AI-generated summary
Test-time compute is emerging as a new paradigm for enhancing language
models' complex multi-step reasoning capabilities, as demonstrated by the
success of OpenAI's o1 and o3, as well as DeepSeek's R1. Compared to explicit
reasoning in test-time compute, implicit reasoning is more inference-efficient,
requiring fewer generated tokens. However, why does the advanced reasoning
capability fail to emerge in the implicit reasoning style? In this work, we
train GPT-2 from scratch on a curated multi-step mathematical reasoning dataset
and conduct analytical experiments to investigate how language models perform
implicit reasoning in multi-step tasks. Our findings reveal: 1) Language models
can perform step-by-step reasoning and achieve high accuracy in both in-domain
and out-of-domain tests via implicit reasoning. However, this capability only
emerges when trained on fixed-pattern data. 2) Conversely, implicit reasoning
abilities emerging from training on unfixed-pattern data tend to overfit a
specific pattern and fail to generalize further. Notably, this limitation is
also observed in state-of-the-art large language models. These findings suggest
that language models acquire implicit reasoning through shortcut learning,
enabling strong performance on tasks with similar patterns while lacking
generalization.
This paper finds LMs can perform stepwise implicit reasoning if trained on fixed pattern data, yet such a capability is through shortcuts and cannot generalize.

> **Actions to take**
(a) Copy out the part of the implicit reasoning abstract between "This paper finds" and "and cannot generalize.", inclusive.
(b) Decide whether each statement agrees with the implicit reasoning abstract, and answer yes or no with the deciding words quoted from it: (i) Implicit reasoning needs fewer generated tokens than explicit reasoning. (ii) The GPT-2 model was fine-tuned from an existing pretrained version. (iii) The limitation seen after training on unfixed-pattern data did not appear in state-of-the-art large language models.
The lines that come next are from a different source.

> **Data extracts**
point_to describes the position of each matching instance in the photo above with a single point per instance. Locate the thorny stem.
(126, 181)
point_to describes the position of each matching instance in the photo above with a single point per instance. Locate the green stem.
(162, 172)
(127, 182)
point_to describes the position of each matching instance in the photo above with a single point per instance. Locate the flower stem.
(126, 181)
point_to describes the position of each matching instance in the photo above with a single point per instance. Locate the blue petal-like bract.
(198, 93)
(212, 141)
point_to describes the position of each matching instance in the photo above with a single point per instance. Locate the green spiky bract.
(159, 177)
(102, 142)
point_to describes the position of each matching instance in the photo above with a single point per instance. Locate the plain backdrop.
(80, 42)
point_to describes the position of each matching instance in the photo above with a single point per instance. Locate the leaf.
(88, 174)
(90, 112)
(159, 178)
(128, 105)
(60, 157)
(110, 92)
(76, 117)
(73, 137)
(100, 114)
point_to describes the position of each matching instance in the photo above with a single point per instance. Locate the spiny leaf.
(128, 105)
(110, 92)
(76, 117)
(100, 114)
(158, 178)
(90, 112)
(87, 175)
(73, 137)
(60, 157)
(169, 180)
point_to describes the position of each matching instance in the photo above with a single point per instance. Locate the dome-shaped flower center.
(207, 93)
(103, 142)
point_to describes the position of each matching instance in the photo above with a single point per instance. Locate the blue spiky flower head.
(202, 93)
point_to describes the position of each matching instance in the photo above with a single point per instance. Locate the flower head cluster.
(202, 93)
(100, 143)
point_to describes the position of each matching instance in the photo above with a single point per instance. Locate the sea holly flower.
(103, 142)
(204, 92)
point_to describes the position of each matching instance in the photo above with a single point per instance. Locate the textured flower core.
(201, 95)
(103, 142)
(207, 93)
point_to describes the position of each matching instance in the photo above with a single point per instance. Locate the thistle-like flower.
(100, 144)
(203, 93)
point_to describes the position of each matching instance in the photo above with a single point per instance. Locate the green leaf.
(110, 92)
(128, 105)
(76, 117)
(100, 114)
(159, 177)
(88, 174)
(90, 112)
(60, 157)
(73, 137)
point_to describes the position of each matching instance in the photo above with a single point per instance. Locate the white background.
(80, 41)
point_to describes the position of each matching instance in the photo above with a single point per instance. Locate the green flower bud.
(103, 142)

> **Solutions in order**
(a)
This paper finds LMs can perform stepwise implicit reasoning if trained on fixed pattern data, yet such a capability is through shortcuts and cannot generalize.

(b)
(i) Yes: "implicit reasoning is more inference-efficient, requiring fewer generated tokens"
(ii) No: "we train GPT-2 from scratch"
(iii) No: "this limitation is also observed in state-of-the-art large language models"